Identify every line in the records below that contains the string "window", and copy each such line in full.

·····

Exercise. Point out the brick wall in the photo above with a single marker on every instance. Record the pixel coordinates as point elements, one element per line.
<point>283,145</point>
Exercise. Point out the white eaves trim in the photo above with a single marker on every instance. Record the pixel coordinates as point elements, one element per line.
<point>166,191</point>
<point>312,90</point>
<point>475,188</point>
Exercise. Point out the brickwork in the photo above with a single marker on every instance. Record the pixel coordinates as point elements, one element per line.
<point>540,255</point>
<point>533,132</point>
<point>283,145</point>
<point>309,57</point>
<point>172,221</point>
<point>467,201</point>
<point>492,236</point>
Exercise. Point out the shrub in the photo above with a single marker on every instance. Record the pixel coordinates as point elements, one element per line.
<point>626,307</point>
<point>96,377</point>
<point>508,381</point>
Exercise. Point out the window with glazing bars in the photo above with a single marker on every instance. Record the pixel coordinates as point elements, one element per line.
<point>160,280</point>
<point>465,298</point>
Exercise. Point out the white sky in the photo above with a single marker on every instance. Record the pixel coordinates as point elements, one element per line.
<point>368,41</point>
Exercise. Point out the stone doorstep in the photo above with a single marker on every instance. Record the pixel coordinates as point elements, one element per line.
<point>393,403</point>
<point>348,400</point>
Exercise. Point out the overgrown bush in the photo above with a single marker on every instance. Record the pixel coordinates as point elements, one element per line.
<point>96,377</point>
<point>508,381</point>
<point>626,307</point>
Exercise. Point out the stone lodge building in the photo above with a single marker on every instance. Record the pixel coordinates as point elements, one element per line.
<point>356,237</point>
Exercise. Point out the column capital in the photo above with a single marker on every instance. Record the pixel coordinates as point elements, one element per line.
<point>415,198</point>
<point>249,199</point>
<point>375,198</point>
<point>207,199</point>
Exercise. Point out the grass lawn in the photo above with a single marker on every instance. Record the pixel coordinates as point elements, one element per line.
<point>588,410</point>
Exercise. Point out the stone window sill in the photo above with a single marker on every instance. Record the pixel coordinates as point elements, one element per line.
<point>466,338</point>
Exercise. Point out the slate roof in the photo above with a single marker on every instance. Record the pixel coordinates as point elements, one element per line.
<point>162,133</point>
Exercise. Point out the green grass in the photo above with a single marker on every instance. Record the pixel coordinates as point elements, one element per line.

·····

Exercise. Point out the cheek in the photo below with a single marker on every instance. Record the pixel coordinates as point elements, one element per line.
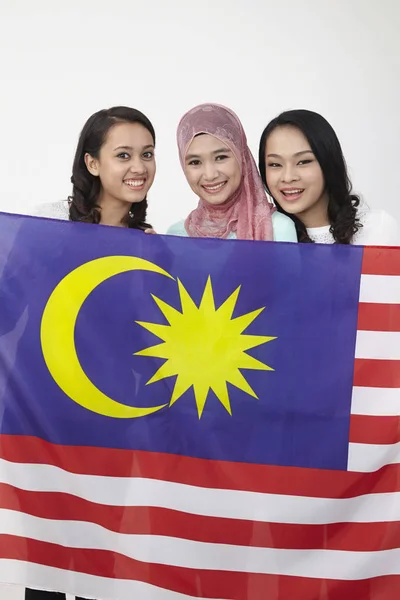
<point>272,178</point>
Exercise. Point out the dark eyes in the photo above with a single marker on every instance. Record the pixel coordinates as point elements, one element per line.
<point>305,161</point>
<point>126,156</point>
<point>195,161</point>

·····

## [RESPONSE TO THE EXERCISE]
Exercise. Point out the window with glazing bars in the photo above with a single marker on every instance. Record the pixel coordinates as point elements, one element per line.
Exercise. Point out the stone window sill in the photo above with a single marker on every instance. Record the pixel coordinates as point elements, one element per line.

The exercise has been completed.